Collected data:
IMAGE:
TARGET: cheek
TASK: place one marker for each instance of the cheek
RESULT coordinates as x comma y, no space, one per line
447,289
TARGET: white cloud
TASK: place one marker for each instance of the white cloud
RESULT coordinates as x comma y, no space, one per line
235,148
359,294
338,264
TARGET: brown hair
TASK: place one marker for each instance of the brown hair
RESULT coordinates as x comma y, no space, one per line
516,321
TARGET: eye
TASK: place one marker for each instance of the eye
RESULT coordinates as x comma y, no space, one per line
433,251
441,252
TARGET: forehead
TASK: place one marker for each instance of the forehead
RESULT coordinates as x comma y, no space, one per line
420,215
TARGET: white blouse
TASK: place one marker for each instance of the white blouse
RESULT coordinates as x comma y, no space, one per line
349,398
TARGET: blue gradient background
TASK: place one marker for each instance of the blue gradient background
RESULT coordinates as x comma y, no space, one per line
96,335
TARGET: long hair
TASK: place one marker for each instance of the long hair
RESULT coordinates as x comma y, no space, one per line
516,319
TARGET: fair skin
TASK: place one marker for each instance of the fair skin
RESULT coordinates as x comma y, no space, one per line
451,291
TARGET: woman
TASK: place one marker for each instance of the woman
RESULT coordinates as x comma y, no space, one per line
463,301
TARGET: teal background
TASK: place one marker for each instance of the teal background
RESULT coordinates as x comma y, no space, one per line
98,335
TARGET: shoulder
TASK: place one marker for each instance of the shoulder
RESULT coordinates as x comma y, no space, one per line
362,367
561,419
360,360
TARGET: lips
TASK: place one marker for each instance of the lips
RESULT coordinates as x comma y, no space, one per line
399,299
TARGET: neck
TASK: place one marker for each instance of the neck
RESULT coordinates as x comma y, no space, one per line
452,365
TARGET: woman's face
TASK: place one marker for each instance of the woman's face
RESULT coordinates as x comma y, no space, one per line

● **Assignment**
Please return the lines above exactly, from the first one down to the line with "TASK: place one marker for each instance of the fair", and stop after that line.

● **Answer for the task**
IMAGE:
TARGET: cheek
TASK: place one marker for each instance of the cheek
RESULT coordinates as x comma y, no space, one per line
447,289
TARGET: white cloud
TASK: place one marker for each instance of the white cloud
RESULT coordinates as x comma y, no space, one per line
235,148
359,294
338,264
TARGET: brown hair
TASK: place one marker for each instance of the brown hair
RESULT coordinates as x comma y, no space, one per line
516,321
TARGET: eye
TASK: place one marker for each instance of the eye
RESULT coordinates as x comma y, no space, one per line
433,251
441,252
TARGET: forehead
TASK: place one marker for each instance of the forehead
RESULT coordinates as x comma y, no space, one per line
420,215
TARGET: white blouse
TASK: place one marker for each instance of the white blouse
RESULT coordinates as x comma y, no space, one per line
349,398
TARGET: blue gradient background
TASK: place one marker for each instance of the blue gradient background
RESULT coordinates as x comma y, no space, one per line
96,335
TARGET: long hair
TASK: place one marker for each instance of the long hair
RESULT coordinates as x comma y, no space, one per line
516,319
TARGET: fair skin
TASK: place one marker for each instance of the fair skin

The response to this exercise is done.